What is expected
Pull out each line of the entries below that contains the string "strip". A match must have the same capitalization.

**** Records provided

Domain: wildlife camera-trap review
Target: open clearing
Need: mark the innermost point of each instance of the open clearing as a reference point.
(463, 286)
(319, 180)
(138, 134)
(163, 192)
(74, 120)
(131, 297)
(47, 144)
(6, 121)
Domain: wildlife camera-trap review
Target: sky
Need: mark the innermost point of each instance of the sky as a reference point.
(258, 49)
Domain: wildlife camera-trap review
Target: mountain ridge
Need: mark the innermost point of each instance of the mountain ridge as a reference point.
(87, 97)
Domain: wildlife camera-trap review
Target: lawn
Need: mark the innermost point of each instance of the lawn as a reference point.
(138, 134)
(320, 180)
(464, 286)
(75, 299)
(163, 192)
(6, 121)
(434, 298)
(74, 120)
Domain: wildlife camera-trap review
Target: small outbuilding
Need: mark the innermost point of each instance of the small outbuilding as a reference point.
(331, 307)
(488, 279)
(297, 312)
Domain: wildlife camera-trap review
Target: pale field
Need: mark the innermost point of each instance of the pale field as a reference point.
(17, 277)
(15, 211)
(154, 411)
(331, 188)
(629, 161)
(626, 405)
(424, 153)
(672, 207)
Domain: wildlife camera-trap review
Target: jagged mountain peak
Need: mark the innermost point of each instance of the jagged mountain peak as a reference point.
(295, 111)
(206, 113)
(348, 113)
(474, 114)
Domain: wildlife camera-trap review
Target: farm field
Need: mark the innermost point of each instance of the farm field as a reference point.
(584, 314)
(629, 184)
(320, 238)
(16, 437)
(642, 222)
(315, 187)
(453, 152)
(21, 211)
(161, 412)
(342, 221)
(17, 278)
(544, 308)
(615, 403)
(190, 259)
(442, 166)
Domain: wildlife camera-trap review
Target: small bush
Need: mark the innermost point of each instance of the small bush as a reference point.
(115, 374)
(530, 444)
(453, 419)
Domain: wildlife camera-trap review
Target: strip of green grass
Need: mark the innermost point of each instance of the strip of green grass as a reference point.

********

Solution below
Target: strip of green grass
Need: mark the innermost point of each instance of the strip of green grass as a reference point.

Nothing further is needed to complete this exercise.